READING TEXT.
Added a multiThread parameter to CheckBagCount in DynamicTree.cs:

    private void CheckBagCount(bool multiThread)
    {
        int numThreads = multiThread? ThreadPool.Instance.ThreadCount : 1;
        if (lists.Length != numThreads)
        {
            lists = new SlimBag<IDynamicTreeProxy>[numThreads];
            for (int i = 0; i < numThreads; i++)
            {
                lists[i] = new SlimBag<IDynamicTreeProxy>();
            }
        }
    }

And lastly, changed the last part of World.Step() function to:

        // Signal the thread pool that threads can go into a wait state. If threadModel is set to
        // aggressive this will not happen. Also make sure that a switch from (aggressive, multiThreaded)
        // to (aggressive, sequential) triggers a signalReset here.
        if (ThreadModel == ThreadModelType.Regular && multiThread /* || !multiThread */)
        {
            ThreadPool.Instance.SignalReset();
        }

I'm pretty sure the change I made to DetectCollisions doesn't cause any side effects - but for the other two changes, I'm wary that they may have implications I haven't thought of yet.

tin-can-tomatoes commented 4 days ago

notgiven688 I tested the prerelease nuget package on the BoxDrop demo and my own project, and it works in the debugger without issue.

notgiven688 commented 3 days ago

@tin-can-tomatoes https://github.com/notgiven688/jitterphysics2/pull/182 This includes your suggestions to not initialize the ThreadPool ever if multithread is set to false.

notgiven688 commented 3 days ago

Fixed in Jitter 2.4.4.

STORED DATA.
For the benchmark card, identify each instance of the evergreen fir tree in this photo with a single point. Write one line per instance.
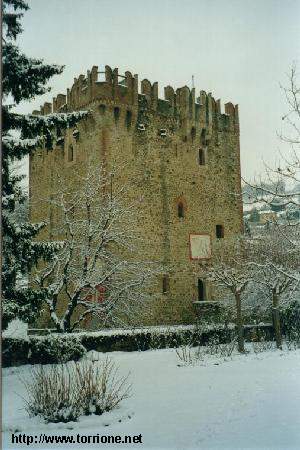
(23, 79)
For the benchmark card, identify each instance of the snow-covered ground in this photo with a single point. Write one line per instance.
(245, 402)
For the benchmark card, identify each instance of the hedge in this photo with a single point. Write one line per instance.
(57, 348)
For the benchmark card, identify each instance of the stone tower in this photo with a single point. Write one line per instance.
(181, 158)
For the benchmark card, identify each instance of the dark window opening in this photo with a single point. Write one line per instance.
(201, 290)
(116, 113)
(201, 157)
(128, 119)
(203, 138)
(70, 153)
(193, 133)
(180, 210)
(219, 231)
(102, 109)
(166, 284)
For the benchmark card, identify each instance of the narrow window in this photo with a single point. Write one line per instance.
(180, 210)
(116, 113)
(70, 153)
(102, 109)
(219, 231)
(203, 138)
(128, 119)
(201, 290)
(166, 284)
(201, 157)
(193, 133)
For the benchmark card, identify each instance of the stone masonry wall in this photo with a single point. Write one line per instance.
(157, 144)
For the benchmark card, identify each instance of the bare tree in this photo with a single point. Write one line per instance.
(97, 271)
(230, 270)
(276, 264)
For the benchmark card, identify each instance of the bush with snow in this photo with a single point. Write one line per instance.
(53, 394)
(101, 388)
(63, 393)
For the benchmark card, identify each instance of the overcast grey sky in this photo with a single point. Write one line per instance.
(240, 50)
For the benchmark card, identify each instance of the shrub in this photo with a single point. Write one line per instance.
(62, 393)
(290, 318)
(101, 388)
(53, 394)
(56, 349)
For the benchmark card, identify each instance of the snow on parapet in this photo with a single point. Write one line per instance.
(110, 86)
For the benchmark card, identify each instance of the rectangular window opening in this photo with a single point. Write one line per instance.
(219, 231)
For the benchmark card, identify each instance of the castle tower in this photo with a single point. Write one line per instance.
(181, 159)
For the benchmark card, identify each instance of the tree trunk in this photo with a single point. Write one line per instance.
(239, 323)
(276, 320)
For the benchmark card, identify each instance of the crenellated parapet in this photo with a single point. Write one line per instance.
(109, 86)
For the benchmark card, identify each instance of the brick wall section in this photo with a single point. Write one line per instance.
(158, 150)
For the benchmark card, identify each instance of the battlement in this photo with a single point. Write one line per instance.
(110, 87)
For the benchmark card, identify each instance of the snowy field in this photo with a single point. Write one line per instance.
(244, 402)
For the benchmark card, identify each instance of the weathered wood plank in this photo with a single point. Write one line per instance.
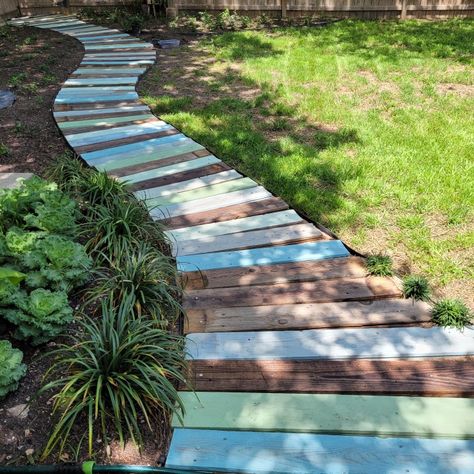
(389, 312)
(264, 221)
(238, 211)
(264, 256)
(210, 203)
(318, 291)
(351, 267)
(304, 453)
(210, 190)
(188, 185)
(282, 235)
(347, 343)
(437, 377)
(323, 413)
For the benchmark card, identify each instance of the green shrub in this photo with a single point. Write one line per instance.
(117, 370)
(416, 287)
(39, 316)
(11, 368)
(452, 313)
(379, 265)
(148, 276)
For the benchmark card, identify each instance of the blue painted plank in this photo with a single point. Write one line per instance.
(171, 169)
(304, 453)
(309, 251)
(101, 81)
(115, 133)
(96, 98)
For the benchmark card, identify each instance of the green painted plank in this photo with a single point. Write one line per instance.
(306, 453)
(103, 122)
(333, 413)
(206, 191)
(236, 225)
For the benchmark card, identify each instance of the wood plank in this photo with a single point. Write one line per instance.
(328, 413)
(386, 312)
(161, 171)
(264, 221)
(437, 377)
(255, 208)
(347, 343)
(318, 291)
(304, 453)
(264, 256)
(282, 235)
(280, 273)
(152, 164)
(209, 203)
(210, 190)
(196, 183)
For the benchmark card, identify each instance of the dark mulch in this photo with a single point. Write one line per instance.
(33, 64)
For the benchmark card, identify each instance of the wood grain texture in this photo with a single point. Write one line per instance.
(328, 413)
(272, 204)
(439, 377)
(386, 312)
(283, 235)
(280, 273)
(304, 453)
(347, 343)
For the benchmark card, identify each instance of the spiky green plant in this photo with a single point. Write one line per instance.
(379, 265)
(117, 370)
(148, 276)
(416, 287)
(451, 312)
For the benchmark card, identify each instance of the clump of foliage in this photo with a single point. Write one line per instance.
(147, 276)
(416, 287)
(11, 368)
(379, 265)
(451, 312)
(39, 316)
(117, 370)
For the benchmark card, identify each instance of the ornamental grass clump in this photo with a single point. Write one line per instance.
(117, 370)
(452, 313)
(146, 275)
(379, 265)
(416, 287)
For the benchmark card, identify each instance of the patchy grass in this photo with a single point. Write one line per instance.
(364, 126)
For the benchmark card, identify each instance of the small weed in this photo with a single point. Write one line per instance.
(416, 287)
(452, 313)
(379, 265)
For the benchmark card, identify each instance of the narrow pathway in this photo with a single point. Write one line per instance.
(300, 361)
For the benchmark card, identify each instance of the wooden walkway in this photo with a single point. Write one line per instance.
(300, 360)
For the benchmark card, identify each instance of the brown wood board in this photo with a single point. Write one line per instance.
(452, 377)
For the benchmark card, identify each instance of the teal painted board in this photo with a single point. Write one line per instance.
(103, 122)
(96, 98)
(101, 81)
(236, 225)
(305, 453)
(146, 147)
(182, 186)
(109, 70)
(110, 110)
(171, 169)
(206, 191)
(309, 251)
(379, 415)
(325, 344)
(210, 203)
(116, 133)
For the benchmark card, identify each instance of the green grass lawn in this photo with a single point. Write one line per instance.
(366, 127)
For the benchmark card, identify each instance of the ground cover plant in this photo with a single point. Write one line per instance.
(363, 126)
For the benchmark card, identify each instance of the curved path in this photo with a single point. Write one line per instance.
(300, 361)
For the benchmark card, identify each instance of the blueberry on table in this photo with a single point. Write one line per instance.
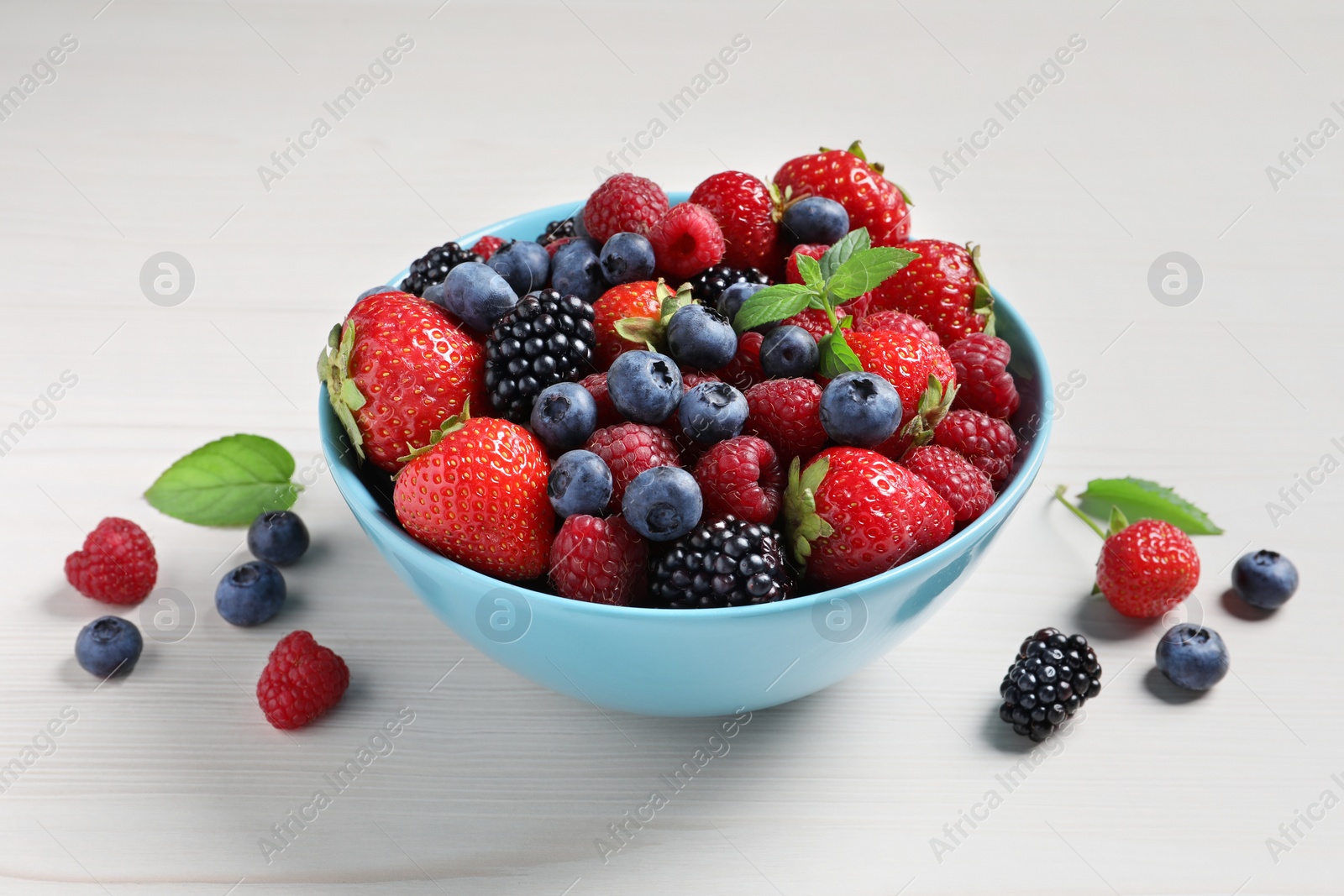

TASK PROMPT. From the forum thread on the thread pool changes, translate this sentence into Spanish: "I'm pretty sure the change I made to DetectCollisions doesn't cause any side effects - but for the other two changes, I'm wary that they may have implications I haven't thought of yet."

RESPONSE. Estoy bastante seguro de que el cambio que hice en DetectCollisions no causa ningún efecto secundario, pero en cuanto a los otros dos cambios, me preocupa que puedan tener implicaciones en las que todavía no he pensado.